Named-object pointing listing:
####################

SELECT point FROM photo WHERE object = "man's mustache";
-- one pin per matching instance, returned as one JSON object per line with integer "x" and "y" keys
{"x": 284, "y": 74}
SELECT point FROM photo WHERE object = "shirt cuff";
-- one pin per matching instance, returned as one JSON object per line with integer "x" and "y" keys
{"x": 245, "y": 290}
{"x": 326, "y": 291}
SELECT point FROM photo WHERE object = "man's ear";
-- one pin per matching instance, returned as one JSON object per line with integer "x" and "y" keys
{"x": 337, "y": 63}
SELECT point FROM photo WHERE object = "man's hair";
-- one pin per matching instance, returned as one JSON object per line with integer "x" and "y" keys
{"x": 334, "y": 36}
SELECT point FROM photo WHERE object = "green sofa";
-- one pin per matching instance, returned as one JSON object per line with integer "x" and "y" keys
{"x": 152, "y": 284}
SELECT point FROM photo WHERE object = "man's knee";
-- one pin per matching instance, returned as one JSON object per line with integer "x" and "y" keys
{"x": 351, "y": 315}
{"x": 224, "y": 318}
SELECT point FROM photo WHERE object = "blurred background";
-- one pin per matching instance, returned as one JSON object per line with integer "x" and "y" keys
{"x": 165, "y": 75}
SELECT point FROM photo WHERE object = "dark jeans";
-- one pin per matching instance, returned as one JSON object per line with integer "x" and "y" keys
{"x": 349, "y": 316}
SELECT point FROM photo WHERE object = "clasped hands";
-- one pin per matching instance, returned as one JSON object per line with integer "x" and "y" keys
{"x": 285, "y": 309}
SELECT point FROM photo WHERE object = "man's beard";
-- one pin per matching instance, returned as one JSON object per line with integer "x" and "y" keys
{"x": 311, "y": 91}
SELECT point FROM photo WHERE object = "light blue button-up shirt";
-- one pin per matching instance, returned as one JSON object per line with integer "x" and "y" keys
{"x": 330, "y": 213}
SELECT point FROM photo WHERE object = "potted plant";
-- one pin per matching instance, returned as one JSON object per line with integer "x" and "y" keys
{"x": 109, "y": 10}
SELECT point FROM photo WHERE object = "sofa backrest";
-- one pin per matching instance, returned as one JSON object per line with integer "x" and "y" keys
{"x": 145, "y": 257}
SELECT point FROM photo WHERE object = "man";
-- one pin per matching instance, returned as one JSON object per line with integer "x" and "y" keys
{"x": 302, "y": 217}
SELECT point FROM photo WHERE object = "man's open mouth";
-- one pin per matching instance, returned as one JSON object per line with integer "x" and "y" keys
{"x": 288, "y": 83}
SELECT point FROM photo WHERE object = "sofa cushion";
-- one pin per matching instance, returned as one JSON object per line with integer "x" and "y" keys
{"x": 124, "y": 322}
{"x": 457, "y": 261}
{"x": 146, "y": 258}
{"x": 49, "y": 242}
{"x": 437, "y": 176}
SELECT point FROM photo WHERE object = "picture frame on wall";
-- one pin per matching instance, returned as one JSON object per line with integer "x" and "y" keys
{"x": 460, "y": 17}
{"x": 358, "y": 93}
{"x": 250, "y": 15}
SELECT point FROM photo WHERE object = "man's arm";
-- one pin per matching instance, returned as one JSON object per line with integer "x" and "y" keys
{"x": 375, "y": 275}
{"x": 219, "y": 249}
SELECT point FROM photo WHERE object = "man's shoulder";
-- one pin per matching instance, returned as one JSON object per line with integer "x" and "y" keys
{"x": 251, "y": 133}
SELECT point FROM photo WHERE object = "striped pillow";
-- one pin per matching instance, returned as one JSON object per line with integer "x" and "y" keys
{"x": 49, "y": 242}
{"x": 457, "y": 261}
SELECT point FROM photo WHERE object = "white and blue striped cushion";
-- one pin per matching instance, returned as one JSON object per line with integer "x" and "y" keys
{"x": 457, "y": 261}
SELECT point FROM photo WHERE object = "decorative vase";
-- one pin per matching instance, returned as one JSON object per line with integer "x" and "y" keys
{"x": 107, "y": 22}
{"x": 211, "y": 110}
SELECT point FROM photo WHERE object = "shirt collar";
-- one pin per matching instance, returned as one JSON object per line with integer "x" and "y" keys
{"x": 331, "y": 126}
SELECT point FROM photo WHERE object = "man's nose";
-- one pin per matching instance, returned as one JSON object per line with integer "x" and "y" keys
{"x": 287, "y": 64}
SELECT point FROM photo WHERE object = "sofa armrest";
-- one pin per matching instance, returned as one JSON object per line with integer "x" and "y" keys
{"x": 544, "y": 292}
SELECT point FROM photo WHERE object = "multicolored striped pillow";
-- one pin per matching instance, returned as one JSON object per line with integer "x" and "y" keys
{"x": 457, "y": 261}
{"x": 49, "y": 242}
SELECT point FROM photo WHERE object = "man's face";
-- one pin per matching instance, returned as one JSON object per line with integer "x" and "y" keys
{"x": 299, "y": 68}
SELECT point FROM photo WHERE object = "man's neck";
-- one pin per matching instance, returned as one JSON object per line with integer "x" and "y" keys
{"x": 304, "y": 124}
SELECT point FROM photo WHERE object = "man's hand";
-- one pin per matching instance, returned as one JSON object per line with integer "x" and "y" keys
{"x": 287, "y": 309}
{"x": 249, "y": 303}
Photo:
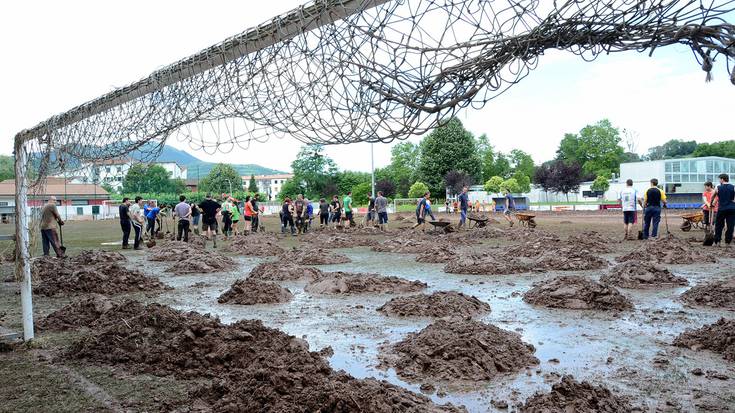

####################

Task objective:
Report how many lines of the listing contain the string "sofa". Give only the number.

Final answer:
4